**FRAGMENTO CITADO**
_ _ _ _ _ _ _

Slavoj Žižek lo explicó con brutal honestidad en una reciente entrevista: “no es que no sepamos, sino que sabemos perfectamente… pero actuamos como si no supiéramos”. Lo llamó “el cinismo ilustrado”: una conciencia lúcida que, lejos de generar acción, se disuelve en pasividad. Una especie de hipermodernidad moral donde todo se ve, todo se comparte, todo se denuncia, pero nada se interrumpe.
El horror, entonces, no desaparece: se integra a la vida cotidiana. Es una notificación más, justo entre el clima, el horóscopo y los estrenos de Netflix. El genocidio se ha vuelto parte del feed de Instagram con advertencias de “contenido sensible”. Pero no se trata solo de saturación informativa.
Es un fenómeno más profundo: una mutación subjetiva operada por el neoliberalismo, que ha convertido al ciudadano en consumidor, al indignado en espectador y al militante en entrenador de algoritmos.
Byung-Chul Han lo describió con precisión: en lugar de la represión disciplinaria del siglo XX, hoy sufrimos una violencia “neuronal”, que disuelve lo colectivo, atomiza los vínculos y transforma la libertad en autoexplotación. La indignación, sin organización, se convierte en espuma. Y la rabia, sin dirección, se vuelve ansiedad. Esto es terreno fértil para la impunidad. Un mundo sin sujetos políticos, solo con usuarios, no detiene un genocidio. Sí lo comenta, lo etiqueta, lo comparte…y lo olvida.
Sin embargo, algo parece estar moviéndose. Cada vez más voces llaman al boicot, desinversión y sanciones contra Israel. No se trata de una respuesta suficiente, pero sí de un síntoma. ¿Quién dijo que todo está perdido?
Israel ya no es una unanimidad blindada: reservistas y exmilitares firmaron más de 12.000 cartas exigiendo el fin de los combates y un acuerdo por los rehenes.
Además, más de 100.000 personas se manifestaron en ciudades como Tel Aviv y Jerusalén, donde familias de los secuestrados y ciudadanos de diversas ideologías repudiaron el plan de ocupación de toda Gaza, denunciando el evidente interés político en el prolongamiento del conflicto mientras advertían: “cada día, cada hora cuenta para los rehenes”
En el plano mundial ha tomado fuerza la estrategia BDS, que busca aislar a Israel retirando apoyo a empresas que sostienen la ocupación, impulsando campañas de desinversión e incitando a gobiernos a imponer sanciones para hacer que Israel rinda cuentas.

_ _ _ _ _ _ _

**DATOS REGISTRADOS**
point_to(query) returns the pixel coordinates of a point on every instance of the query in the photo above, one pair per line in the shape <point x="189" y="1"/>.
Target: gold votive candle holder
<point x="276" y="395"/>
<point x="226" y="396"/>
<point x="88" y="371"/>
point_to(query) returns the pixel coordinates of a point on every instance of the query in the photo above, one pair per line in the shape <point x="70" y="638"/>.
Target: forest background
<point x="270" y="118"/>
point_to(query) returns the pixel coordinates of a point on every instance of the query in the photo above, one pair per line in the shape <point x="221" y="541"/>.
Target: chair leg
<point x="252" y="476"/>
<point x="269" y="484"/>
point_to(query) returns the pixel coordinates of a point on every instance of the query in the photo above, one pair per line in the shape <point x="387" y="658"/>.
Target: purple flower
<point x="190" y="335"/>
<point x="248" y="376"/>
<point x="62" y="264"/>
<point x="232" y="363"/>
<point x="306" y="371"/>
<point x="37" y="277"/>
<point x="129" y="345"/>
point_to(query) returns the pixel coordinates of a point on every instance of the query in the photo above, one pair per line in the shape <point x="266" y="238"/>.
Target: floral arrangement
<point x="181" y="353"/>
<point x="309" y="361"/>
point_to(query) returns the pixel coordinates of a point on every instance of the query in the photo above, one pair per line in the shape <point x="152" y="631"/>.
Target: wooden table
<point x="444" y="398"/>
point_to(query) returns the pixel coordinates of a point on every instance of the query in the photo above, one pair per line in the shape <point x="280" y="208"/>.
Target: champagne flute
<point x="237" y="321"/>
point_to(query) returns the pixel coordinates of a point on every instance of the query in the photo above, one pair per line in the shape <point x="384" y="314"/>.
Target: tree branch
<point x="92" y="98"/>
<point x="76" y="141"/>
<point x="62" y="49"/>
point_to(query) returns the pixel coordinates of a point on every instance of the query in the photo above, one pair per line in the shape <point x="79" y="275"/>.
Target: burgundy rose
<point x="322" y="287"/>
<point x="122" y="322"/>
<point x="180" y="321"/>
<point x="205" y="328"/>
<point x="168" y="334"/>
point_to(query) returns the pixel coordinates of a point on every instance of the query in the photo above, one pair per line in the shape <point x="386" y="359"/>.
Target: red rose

_ _ _ _ _ _ _

**CONSIGNA 1**
Según el texto sobre Gaza y la indiferencia, ¿cuántas cartas firmaron reservistas y exmilitares israelíes para exigir el fin de los combates?
**CONSIGNA 2**
Continúa el texto sobre Gaza y la indiferencia a partir de su última oración.

**TU RESPUESTA 1**
Más de 12.000 cartas.

**TU RESPUESTA 2**
La lección de la banalidad del mal es que actos terribles pueden ser cometidos por personas que no son monstruos, sino individuos corrientes que renuncian a pensar por sí mismos y simplemente cumplen órdenes.
– Hannah Arendt, sobre la banalidad del mal.
En este marco también destaca la Campaña Palestina para el Boicot Académico y Cultural a Israel (PACBI), activa desde 2004, que insta a boicotear instituciones académicas y culturales israelíes como forma de presión ética y simbólica.
Y, aunque llega tarde, también hay señales diplomáticas: países que antes flirteaban con la neutralidad ya dieron el paso. Australia anunció que reconocerá oficialmente al Estado de Palestina en la Asamblea General de la ONU, en septiembre, sumándose así a Reino Unido, Francia y Canadá, y transformando el reconocimiento simbólico en una presión política explícita
Lo peor no es el horror; lo peor es el acostumbramiento al horror. Por eso Žižek insiste en que hay que mantener el shock como forma de resistencia política. Repetirlo, sentirlo de nuevo, devolverle su potencia y romper el embrujo de la normalización. Para recuperar la capacidad de decir “basta”, al parecer, necesitamos sentir esa incomodidad que el horror de la violencia despierta en nuestras fibras más sensibles.
La pregunta ha dejado de ser cómo permitimos la impunidad y la espectacularización del horror. La pregunta ahora es: ¿cuánto más estamos dispuestos a tolerar?